# Kilmer bottle question



## geezer39 (Aug 15, 2011)

I have a green Dr. Kilmers bottle that I think may be a fake. I have photoed it next to my aqua Kilmer bottle. As you can see, the embossing is very faint on the green one. The aqua one has 19.B. on the bottom while the green one has .18A on it. The green one is just under 8" tall and the aqua is 8-1/8"    I can't find any info on a green one in any of my books.  Any help will be helpful.   Pat








 The color on the green one is actually is yellowish green. Does'nt show up to well in my photo.


----------



## epackage (Aug 15, 2011)

don't think it's fake at all, nice example in a cool color IMHO....Jim


----------



## geezer39 (Aug 15, 2011)

Thanks, Jim.    Good to know it's the real deal.  Pat


----------



## LC (Aug 15, 2011)

Most of the Kilmer bottles such at these are pretty common , at least so in my area , the color of the one at right is not all that common though . But there has always been something about this particular style bottle that makes it quite desirable to me for some reason .


----------



## RIBottleguy (Aug 16, 2011)

There seems to be a decent number of common bottles that show up in this nice lime green.  I've seen this one, a few Pierce's, Tuttle's Elixir, Ayer's, and Dr. J.A. & F.E. Greene.  Now if there was an Ocean Heart Weed in this color...


----------



## RedGinger (Aug 16, 2011)

Man, would I love an Ocean Heart Weed!  Those are so neat.  Saw one once, but it was out of my price range.


----------



## GuntherHess (Aug 16, 2011)

> I can't find any info on a green one in any of my books


 
 you must be using the wrong books.[]

 I have sold a couple of those. There is one on ebay now I beleive.
 Its a good bottle , not super rare though. I see the unembossed kidney bottle in light olive green quite often.


----------



## swizzle (Aug 16, 2011)

## PROVIDED RECORDS
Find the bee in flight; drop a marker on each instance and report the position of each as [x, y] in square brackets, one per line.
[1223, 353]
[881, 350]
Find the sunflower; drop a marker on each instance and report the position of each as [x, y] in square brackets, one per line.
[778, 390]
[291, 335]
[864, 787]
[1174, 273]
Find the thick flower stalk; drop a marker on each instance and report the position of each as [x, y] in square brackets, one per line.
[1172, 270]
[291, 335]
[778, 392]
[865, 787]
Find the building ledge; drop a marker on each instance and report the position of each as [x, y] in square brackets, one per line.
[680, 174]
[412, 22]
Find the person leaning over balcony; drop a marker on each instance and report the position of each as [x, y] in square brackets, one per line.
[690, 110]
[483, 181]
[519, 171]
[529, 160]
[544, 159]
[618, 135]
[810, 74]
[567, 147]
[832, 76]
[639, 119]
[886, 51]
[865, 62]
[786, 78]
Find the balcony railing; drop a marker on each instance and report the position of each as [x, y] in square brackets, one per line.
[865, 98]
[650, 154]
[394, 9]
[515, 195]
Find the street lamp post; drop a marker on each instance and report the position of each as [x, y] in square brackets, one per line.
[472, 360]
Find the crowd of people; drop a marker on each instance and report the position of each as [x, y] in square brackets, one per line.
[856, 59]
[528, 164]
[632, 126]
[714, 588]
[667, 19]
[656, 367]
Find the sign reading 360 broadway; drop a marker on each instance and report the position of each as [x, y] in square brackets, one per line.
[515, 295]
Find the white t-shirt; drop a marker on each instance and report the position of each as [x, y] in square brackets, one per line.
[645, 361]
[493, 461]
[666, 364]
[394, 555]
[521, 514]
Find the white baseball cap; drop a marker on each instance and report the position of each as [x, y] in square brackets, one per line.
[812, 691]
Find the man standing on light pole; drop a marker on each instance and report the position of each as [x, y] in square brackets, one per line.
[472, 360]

## GOAL A
Return the passage of the Kilmer bottle thread between "you must be" and "green quite often.", inclusive.
## GOAL B
Supply the next part of the Kilmer bottle thread, picking up where it stops.
The entries have no connection to the Kilmer bottle thread.

## RIGHT ANSWER A
you must be using the wrong books.[]

 I have sold a couple of those. There is one on ebay now I beleive.
 Its a good bottle , not super rare though. I see the unembossed kidney bottle in light olive green quite often.

## RIGHT ANSWER B
Looks like dark citron to me. I love it. Always gives me hope of digging some of the commoners in a highly desirable color. Swiz


----------



## GuntherHess (Aug 16, 2011)

dark citroen??


----------



## geezer39 (Aug 17, 2011)

> ORIGINAL:  geezer39
> 
> I have a green Dr. Kilmers bottle that I think may be a fake. I have photoed it next to my aqua Kilmer bottle. As you can see, the embossing is very faint on the green one. The aqua one has 19.B. on the bottom while the green one has .18A on it. The green one is just under 8" tall and the aqua is 8-1/8"    I can't find any info on a green one in any of my books.  Any help will be helpful.   Pat
> 
> ...


----------



## GuntherHess (Aug 17, 2011)

I think that is one of the later bottle since they removed "THE GREAT" and "SPECIFIC".
 Is it hand blown (does the seam go all the way to the top)


----------



## geezer39 (Aug 18, 2011)

There are definitely  no seams on the blob top or ring underneath it. The seams go part way up on the shoulders but not all the way up to the ring.  Is it possible that this bottle was a reject or did they even have any quality control when this was made?  The lettering on the bottle is just so terrible.   Pat


----------



## GuntherHess (Aug 18, 2011)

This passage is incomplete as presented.